Directives =>
[A] Please rewrite the paragraph of the IsTaskDirty thread below that begins "This patch causes the orchestrator" as a short list that keeps its main facts.
[B] In the IsTaskDirty thread below, swap "orchestrator" for "scheduler" and write out everything from "stevvooe · 2017-08-14T22:16:42Z" down to "one is ignored).".

---- Text provided

IsTaskDirty: Ignore PullOptions for running tasks #2351

jlhawn · 2017-08-14T22:02:59Z

This patch causes the orchestrator to ignore the PullOptions field of a ContainerSpec when determining whether a task is considered to be 'dirty'. It is only ignored if and only if the current state of the task is either READY, STARTING, or RUNNING.

Related to #971

stevvooe · 2017-08-14T22:16:42Z

Only do this at the point in the orchestrator where tasks are being compared. Doing this globally will break other update functionality, such as the dispatcher pushes and agent task manager updates (probably okay if that one is ignored).

--------
---- Dataset records

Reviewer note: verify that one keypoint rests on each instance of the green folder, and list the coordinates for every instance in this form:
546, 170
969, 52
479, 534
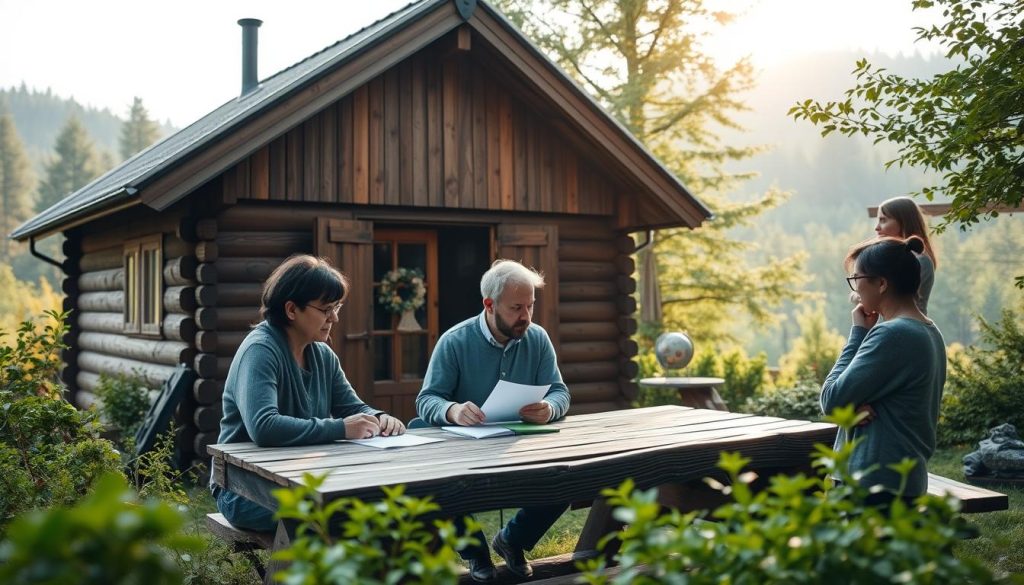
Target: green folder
527, 428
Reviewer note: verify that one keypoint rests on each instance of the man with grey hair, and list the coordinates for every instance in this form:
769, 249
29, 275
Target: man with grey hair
501, 343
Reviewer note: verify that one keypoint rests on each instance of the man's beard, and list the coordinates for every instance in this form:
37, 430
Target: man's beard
510, 330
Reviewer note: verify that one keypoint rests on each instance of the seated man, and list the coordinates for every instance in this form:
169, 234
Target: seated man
469, 359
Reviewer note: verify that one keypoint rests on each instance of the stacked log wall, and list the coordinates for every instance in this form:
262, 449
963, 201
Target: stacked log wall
95, 291
596, 317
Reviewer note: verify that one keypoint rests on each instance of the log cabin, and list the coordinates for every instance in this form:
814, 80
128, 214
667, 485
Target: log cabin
437, 138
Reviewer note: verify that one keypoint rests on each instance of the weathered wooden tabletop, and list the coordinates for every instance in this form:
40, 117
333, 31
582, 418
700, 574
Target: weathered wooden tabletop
652, 446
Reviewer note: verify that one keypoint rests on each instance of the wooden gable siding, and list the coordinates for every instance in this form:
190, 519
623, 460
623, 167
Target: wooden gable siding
427, 133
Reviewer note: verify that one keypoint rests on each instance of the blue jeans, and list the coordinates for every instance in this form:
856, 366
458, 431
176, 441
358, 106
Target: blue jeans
245, 513
523, 531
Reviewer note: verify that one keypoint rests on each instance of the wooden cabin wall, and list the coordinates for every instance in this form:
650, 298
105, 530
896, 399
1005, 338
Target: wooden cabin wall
93, 285
430, 132
596, 307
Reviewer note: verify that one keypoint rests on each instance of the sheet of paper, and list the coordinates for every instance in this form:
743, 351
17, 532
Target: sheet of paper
407, 440
505, 401
478, 431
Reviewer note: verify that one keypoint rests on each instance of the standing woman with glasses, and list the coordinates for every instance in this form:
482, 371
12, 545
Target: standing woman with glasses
892, 369
286, 385
900, 217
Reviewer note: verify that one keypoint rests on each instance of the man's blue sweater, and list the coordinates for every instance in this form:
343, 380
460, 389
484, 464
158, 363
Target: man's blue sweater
465, 366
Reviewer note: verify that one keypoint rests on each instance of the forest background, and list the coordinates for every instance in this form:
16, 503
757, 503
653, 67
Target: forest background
821, 189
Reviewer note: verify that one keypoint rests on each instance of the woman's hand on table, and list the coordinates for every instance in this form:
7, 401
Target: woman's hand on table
361, 426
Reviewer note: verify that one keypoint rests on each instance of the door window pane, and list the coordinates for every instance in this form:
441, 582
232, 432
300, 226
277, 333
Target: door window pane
414, 357
382, 357
382, 259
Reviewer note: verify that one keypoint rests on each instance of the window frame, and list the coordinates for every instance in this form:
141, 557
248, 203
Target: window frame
143, 286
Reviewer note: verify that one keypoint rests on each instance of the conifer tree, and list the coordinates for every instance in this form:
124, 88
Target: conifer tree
643, 61
15, 182
138, 132
75, 164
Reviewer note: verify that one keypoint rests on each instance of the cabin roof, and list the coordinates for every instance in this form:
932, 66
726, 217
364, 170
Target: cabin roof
122, 185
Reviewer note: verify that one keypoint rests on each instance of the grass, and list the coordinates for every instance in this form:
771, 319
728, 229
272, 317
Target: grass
1000, 546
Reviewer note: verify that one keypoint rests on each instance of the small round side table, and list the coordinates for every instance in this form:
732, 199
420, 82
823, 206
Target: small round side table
698, 392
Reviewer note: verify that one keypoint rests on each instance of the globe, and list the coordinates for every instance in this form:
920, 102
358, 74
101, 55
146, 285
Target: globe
674, 349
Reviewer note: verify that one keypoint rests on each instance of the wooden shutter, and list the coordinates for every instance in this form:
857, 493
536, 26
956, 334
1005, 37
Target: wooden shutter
536, 246
349, 244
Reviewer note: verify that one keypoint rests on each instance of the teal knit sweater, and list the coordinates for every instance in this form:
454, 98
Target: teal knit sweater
273, 403
465, 366
898, 368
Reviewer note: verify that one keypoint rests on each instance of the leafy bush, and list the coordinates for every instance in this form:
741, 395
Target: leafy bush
984, 386
814, 352
50, 453
124, 402
800, 403
109, 537
379, 542
798, 530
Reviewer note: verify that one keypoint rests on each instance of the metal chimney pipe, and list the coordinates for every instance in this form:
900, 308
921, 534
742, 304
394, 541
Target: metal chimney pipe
250, 79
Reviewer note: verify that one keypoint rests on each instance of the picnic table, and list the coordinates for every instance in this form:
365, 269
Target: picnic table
668, 445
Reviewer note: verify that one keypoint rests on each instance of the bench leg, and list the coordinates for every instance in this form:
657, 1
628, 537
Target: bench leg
282, 540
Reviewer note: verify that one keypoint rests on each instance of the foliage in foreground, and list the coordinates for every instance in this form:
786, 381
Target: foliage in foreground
50, 453
965, 124
379, 542
985, 385
109, 537
798, 530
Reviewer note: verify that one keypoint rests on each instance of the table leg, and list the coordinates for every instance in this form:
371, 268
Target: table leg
599, 523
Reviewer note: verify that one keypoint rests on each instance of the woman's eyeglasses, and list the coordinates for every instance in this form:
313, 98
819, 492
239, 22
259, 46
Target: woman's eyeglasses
330, 310
852, 281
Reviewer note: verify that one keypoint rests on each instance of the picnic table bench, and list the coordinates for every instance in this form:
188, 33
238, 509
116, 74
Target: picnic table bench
659, 446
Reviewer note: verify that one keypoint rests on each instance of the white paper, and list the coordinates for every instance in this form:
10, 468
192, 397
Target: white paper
407, 440
505, 401
478, 431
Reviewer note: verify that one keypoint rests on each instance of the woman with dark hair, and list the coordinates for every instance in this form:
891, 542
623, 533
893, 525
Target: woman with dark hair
286, 385
900, 217
891, 369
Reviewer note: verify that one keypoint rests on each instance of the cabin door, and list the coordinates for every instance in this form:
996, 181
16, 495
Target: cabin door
349, 244
402, 341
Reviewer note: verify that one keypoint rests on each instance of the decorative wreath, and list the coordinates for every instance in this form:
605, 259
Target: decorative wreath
402, 290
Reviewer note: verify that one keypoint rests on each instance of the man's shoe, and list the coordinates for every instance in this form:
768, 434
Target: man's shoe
513, 555
482, 570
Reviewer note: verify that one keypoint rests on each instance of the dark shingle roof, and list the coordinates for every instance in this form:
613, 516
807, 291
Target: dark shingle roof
122, 182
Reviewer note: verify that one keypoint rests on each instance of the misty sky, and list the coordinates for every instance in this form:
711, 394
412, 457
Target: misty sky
183, 57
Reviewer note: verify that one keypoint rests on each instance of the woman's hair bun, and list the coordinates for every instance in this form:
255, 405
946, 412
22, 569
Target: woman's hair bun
915, 244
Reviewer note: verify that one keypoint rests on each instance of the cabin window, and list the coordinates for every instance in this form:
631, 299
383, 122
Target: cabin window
143, 286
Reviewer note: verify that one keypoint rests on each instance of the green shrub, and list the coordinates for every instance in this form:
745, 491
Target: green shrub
50, 453
109, 537
800, 403
124, 402
984, 385
814, 352
799, 530
380, 542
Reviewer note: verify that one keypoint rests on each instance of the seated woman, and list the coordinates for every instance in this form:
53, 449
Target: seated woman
893, 370
286, 385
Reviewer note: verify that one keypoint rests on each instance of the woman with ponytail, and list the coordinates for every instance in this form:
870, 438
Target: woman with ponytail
900, 217
893, 368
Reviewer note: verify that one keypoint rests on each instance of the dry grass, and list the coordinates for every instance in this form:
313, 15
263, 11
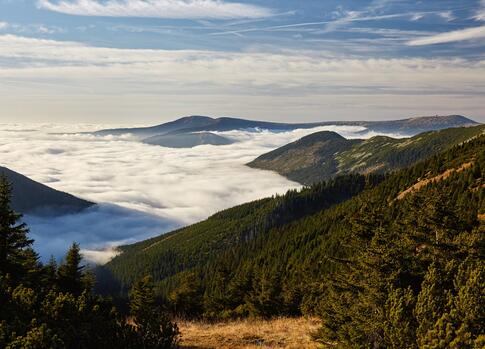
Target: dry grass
250, 334
425, 182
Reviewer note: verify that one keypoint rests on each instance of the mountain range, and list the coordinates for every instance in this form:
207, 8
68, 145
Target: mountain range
324, 155
325, 249
193, 124
31, 197
187, 140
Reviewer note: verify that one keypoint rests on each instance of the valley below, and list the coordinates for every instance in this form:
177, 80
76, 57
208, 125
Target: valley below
141, 190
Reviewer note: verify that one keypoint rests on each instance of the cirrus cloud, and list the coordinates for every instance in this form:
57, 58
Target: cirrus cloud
174, 9
452, 36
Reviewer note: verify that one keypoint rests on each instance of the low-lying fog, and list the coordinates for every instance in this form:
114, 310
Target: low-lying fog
142, 190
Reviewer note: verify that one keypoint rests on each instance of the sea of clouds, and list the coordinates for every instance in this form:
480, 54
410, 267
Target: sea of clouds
141, 190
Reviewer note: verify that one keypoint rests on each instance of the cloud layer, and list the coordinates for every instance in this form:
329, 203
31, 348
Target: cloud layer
97, 81
176, 9
144, 190
453, 36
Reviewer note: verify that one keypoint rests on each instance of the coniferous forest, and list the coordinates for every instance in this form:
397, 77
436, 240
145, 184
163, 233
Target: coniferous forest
54, 306
386, 261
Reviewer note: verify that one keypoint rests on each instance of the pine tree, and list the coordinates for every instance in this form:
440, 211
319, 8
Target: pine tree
152, 328
70, 272
13, 235
187, 299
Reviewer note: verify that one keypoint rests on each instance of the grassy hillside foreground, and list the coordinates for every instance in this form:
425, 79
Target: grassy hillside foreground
289, 333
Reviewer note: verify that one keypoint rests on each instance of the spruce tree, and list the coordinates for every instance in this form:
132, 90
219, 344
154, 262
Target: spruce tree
70, 272
13, 235
151, 327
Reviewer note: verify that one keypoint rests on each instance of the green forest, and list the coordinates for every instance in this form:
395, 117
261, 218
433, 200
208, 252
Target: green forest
324, 155
54, 306
382, 265
386, 261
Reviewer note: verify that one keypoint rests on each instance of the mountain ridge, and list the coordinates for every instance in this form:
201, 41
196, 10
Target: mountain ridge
196, 123
323, 155
31, 197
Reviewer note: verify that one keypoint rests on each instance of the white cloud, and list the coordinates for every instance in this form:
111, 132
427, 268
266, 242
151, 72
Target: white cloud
480, 15
96, 83
155, 189
452, 36
177, 9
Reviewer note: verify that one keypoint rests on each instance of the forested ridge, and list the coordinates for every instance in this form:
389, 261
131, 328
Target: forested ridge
326, 154
394, 261
53, 306
382, 272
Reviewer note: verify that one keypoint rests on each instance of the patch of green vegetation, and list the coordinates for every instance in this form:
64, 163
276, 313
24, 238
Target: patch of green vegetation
331, 155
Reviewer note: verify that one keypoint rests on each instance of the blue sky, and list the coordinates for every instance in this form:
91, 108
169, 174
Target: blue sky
144, 61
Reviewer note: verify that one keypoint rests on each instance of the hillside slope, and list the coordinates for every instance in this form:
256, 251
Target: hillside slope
30, 197
191, 124
323, 155
187, 140
286, 236
382, 269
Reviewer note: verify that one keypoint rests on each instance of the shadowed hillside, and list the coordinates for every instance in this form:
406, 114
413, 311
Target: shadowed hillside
30, 197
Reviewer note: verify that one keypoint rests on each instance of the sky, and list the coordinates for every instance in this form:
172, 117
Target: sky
150, 61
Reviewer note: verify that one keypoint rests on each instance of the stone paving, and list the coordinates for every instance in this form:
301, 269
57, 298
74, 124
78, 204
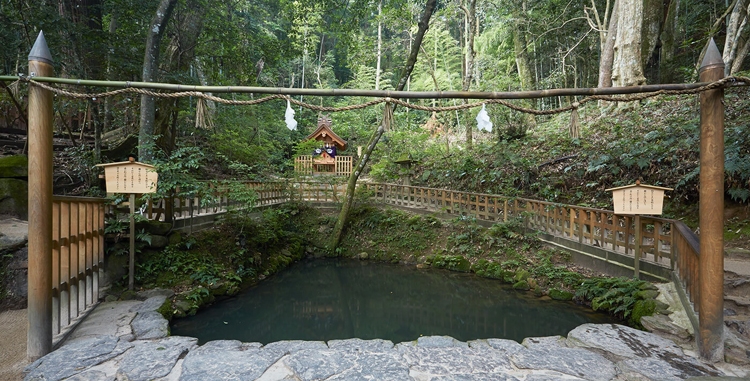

--------

Answers to each task =>
[A]
- The orchestrator ignores the PullOptions field of a ContainerSpec when deciding whether a task is "dirty."
- This happens only when the task's current state is READY, STARTING, or RUNNING.

[B]
stevvooe · 2017-08-14T22:16:42Z

Only do this at the point in the scheduler where tasks are being compared. Doing this globally will break other update functionality, such as the dispatcher pushes and agent task manager updates (probably okay if that one is ignored).